# GIVEN REQUEST A:
In the Pride post, which martial arts style did the writer start training in?

# SELECTED PASSAGE:
Wednesday, June 27, 2012

Pride


As Pride Month comes to a close, I have been thinking a lot about my life. Thinking
about what pride really means. Thinking about what I have to be proud of.

I haven’t always been proud. It’s kind of hard to be proud when you are lying on the
floor, curled in a ball because some asshole ran up behind you like a coward, hit you in
the face and then began kicking you while calling you a “dirty faggot”. It’s hard to be proud as tears flow, unrelentingly, down your face. It’s hard to believe you have any reason to be proud when 20 kids stand around watching, and no one stops it and no one tries to find you some help. No one can feel proud about being a helpless, pathetic victim.

This is just one of a handful of times I was physically attacked for being gay. But this was the worst one. I went home that day and didn’t want to think about tomorrow. I didn’t ever want to go through an experience like that again. And that night, I swallowed a handful of sleeping pills and prayed that I wouldn’t wake up as I cried myself to sleep.

The next day, I woke up at 2 in the afternoon. My back was sore, my face swollen, my head throbbing, and my stomach in knots. I got violently sick, and vomited and dry heaved for about an hour. I survived my first suicide attempt.

After that, I used the money from my job to start training in Tang Soo Do, a Korean martial arts style. I trained four nights a week, and especially made sure to attend grappling and applied self-defense classes.

3 months later, I was attacked again. Same guy, but not from behind this time. He used his typical bully words, trying to intimidate, but I just defiantly stared at him. He grabbed me by my shirt, and I promptly put him in an armbar and brought him to the ground. When I released him, he got up and swung for my face. I blocked it and punched him in the ribs. He swung again, and this time I blocked and jabbed him in the throat. While he sat there gasping for air, I took my exit.

Three days later, he, along with 2 buddies, waited for me on my walk home from the bus stop. I saw him up the alley and turned around to head to my grandmom’s instead of going home. They began to follow me. Then they began chasing me. I ran as fast as my legs could carry me. I get to my grandmom’s back door, and ran into my older brother. As soon as he realized why I was running, he said “No. This shit ain’t happening.” He stood at the back door and told the guy that he wasn’t gonna attack me anymore. The guy started running his mouth, and my brother told him “I’ll take you and your little bitch friends right here.” He stepped out back and the three of them bolted.

# DATA SUPPLIED:
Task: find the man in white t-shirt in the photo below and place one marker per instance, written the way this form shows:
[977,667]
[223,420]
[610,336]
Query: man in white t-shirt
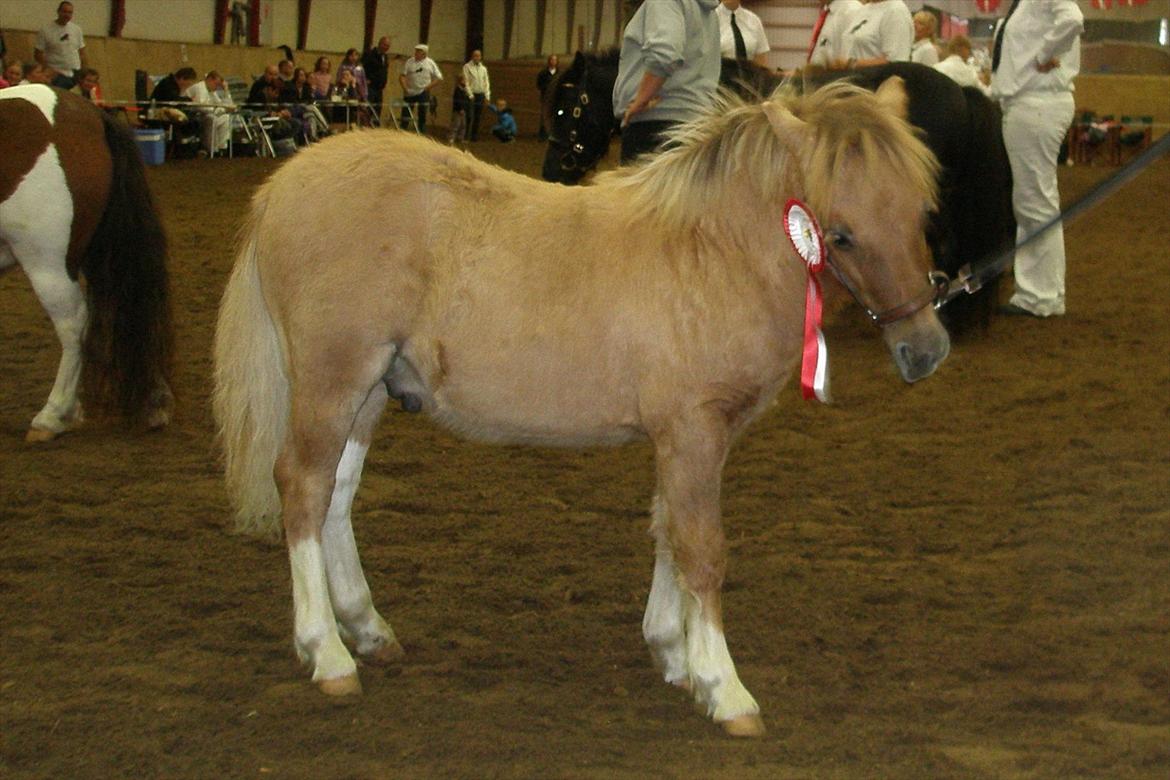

# GIVEN REQUEST B:
Rewrite every line of the records above as a Markdown table with the columns n and Line, where n numbers the rows. Skip blank lines, and leave the picture out.

# TASK RESPONSE A:
Tang Soo Do, a Korean martial arts style.

# TASK RESPONSE B:
| n | Line |
|---|---|
| 1 | Task: find the man in white t-shirt in the photo below and place one marker per instance, written the way this form shows: |
| 2 | [977,667] |
| 3 | [223,420] |
| 4 | [610,336] |
| 5 | Query: man in white t-shirt |